— Start of DATA LINES —
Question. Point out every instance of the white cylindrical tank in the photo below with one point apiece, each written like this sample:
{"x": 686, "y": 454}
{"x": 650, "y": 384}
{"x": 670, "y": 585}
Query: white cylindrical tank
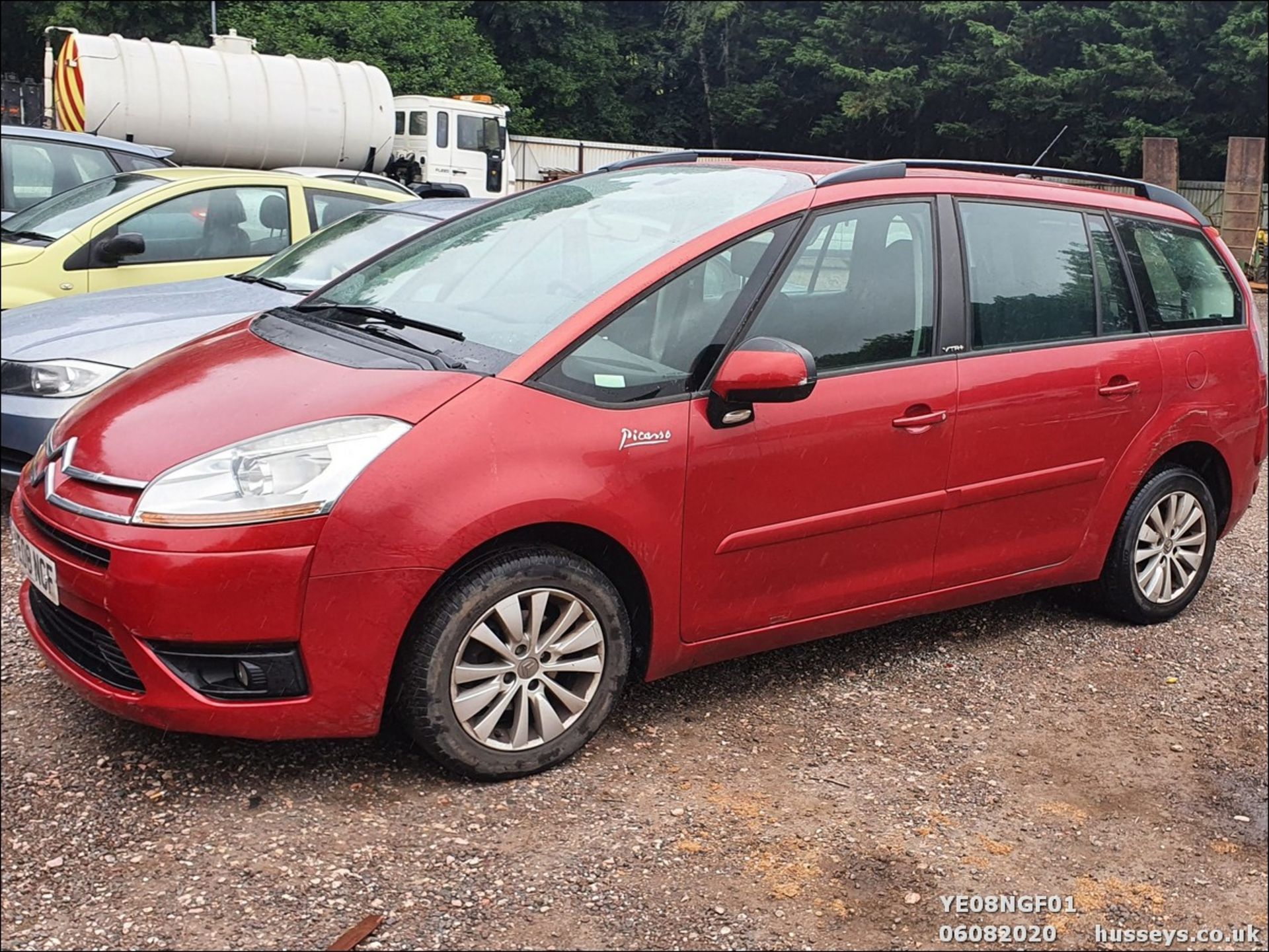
{"x": 226, "y": 106}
— End of DATA LINES —
Reproduce all the data above, including the requests, but increase every x and y coordinate in the answers by 99. Leave the format samples in the requests unchanged, and omit the pictures.

Question. Point out every instance of the white cylindrical tank in the photo below with one point apiece, each written like this sample:
{"x": 686, "y": 454}
{"x": 650, "y": 384}
{"x": 670, "y": 585}
Query: white cylindrical tank
{"x": 325, "y": 205}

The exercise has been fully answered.